> **PAGE EXCERPT**:
------------------------------------------------

Designing the User Experience of the Harry Potter Style "Sorting Hat" was Hella Fun
Science Hack Day San Francisco / Oct 24-25, 2015
The Sorting Hat was created within 48 hours by a 9-person ad-hoc team. It does everything in the Harry Potter movie ought to, except read the wearer’s mind. By integrating IBM Watson, Natural Language Classifier (NCL), Raspberry Pi 2B+ project board, Adruinos, YUN, servos, LEDs, microphones, speaker, batteries and speech-to-text/text-to-speech services, the hat is able to digest the wearer's characteristics via voice input, and sorts the wearer into the most appropriate house they belongs to.
With the help of storyboarding, character enhancements with proper combination of audio and facial expressions, and visual feedback, various stages of the hat-wearing experience were humanized within given hardware constraints. Out of 32 final entries, Sorting Hat won the "Defense Against The Dark Arts Award".
- Character Design
- Presentation Slides
The Sorting Hat made its appearance on the first day of Hogwarts new school year, each new student must wear it to determine which of the four school Houses they should go to.
Ryan Anderson, inspired by his 7-year-old Harry Potter fan Taylor, decided to build a real Sorting Hat within 48-hour at Science Hack Day San Francisco 2015. We, a 9-person ad-hoc team, were on a mission to to make the hat “think” and “talk”.
The team needed a holistic view of end-to-end flow, when and how hardware and services would be needed to communicate with each other to make what happened
Humanize The Hat
Thinking from the wearers’ perspective, some “magical touch” that simulated the Harry Potter scene would help to humanize the hat-wearing experience. Hence I buried myself with Harry Potter wiki, the movie scene video and related sound tracks to gather appropriate materials that fit.

------------------------------------------------

> **STORED RECORDS**:

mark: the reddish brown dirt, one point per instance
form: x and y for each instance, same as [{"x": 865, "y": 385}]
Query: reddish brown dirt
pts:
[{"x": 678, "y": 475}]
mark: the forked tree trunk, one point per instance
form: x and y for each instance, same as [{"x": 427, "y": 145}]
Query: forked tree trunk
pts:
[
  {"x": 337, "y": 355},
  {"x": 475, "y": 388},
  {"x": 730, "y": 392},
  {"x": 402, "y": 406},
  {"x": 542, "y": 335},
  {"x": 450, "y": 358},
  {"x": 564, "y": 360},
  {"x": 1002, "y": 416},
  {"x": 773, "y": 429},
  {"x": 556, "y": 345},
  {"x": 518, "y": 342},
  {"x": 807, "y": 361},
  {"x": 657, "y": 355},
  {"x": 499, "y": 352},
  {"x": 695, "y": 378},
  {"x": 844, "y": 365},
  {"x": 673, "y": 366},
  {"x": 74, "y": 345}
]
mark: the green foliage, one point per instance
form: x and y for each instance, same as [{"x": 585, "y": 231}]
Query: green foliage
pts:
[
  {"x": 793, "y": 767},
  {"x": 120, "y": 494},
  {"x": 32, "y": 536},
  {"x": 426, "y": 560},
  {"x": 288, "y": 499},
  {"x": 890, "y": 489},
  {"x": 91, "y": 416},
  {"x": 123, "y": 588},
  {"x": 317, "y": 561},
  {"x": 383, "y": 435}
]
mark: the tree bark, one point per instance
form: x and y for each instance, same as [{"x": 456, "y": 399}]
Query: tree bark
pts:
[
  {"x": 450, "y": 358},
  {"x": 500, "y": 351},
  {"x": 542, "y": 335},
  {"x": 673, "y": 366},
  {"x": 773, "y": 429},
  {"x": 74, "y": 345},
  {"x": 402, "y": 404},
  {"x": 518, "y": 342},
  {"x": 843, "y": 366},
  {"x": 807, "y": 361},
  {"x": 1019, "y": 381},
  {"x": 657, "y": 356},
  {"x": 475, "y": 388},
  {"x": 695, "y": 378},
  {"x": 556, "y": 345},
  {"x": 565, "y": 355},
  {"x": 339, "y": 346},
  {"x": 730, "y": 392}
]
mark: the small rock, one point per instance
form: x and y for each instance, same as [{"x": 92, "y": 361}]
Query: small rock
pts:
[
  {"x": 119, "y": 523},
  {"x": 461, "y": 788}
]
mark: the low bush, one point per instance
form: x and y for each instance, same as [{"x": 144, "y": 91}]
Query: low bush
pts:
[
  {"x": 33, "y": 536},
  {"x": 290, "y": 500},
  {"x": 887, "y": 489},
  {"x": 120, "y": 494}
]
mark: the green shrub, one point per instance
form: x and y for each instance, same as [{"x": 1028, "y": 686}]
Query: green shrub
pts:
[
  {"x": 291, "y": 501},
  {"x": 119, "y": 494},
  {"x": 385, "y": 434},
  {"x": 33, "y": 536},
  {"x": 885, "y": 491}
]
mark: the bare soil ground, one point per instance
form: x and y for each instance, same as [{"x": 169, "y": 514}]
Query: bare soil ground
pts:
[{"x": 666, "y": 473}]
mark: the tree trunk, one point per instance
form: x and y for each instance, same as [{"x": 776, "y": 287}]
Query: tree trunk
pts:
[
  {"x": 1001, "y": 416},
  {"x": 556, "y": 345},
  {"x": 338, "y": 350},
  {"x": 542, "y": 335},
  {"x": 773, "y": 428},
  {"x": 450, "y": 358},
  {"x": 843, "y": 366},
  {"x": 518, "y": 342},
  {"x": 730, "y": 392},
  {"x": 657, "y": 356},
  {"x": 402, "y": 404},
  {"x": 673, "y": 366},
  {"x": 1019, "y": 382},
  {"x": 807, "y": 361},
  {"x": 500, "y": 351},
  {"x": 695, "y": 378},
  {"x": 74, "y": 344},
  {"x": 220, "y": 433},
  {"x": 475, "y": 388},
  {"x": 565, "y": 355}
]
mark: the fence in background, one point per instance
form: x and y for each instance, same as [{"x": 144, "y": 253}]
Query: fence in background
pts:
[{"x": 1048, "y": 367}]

------------------------------------------------

> **JOB 1**:
Answer these questions about the Sorting Hat design write-up, one line each:
(a) How many people were on the team that built the hat?
(b) Who inspired Ryan Anderson to build a real Sorting Hat?
(c) Which award did the hat win, and out of how many final entries?
> **JOB 2**: Pick up the Sorting Hat design write-up after its last sentence and continue it in the same first-person voice for a paragraph or two.

> **TASK ANSWER 1**:
(a) Nine people, an ad-hoc team.
(b) His 7-year-old Harry Potter fan, Taylor.
(c) The "Defense Against The Dark Arts Award," out of 32 final entries.

> **TASK ANSWER 2**:
Constraints: One of the LED stopped working later on. So we used 3 colors to differentiate 4 Houses.
- used Youtube converter web app to rip the audio off from related movie scenes
- opened audio in QuickTime
- scouted the desired moments
- trimmed the audio clips down to desired length
- converted .m4a to .wav for audio file compatibility concern
Sample Voice Expression Before & After
All the audio files and the facial expressions were synchronized with this presentation to give wearer visual feedback:
Take a look at how the hat works in our first powered test:
Post-Hacking Wishlist for A Better Hat-Wearing Experience
As I noticed in our user testings and the demo, the “moment of consideration” varied depending on the network and the complexity of algorithm. People got easily anxious while waiting.
Even if we included movie clips or hat’s facial movements in those moments, the wearer couldn’t see them and we didn’t always have access to a projector.
It’d be nice if we could incorporate the holographic technology to let the wearer see the hat’s facial expression changing or the related movie clips playing.
It could not only constantly keep them in the context, but also keep them entertained. The anxiety of “a watched pot never boils” would be easily taken away.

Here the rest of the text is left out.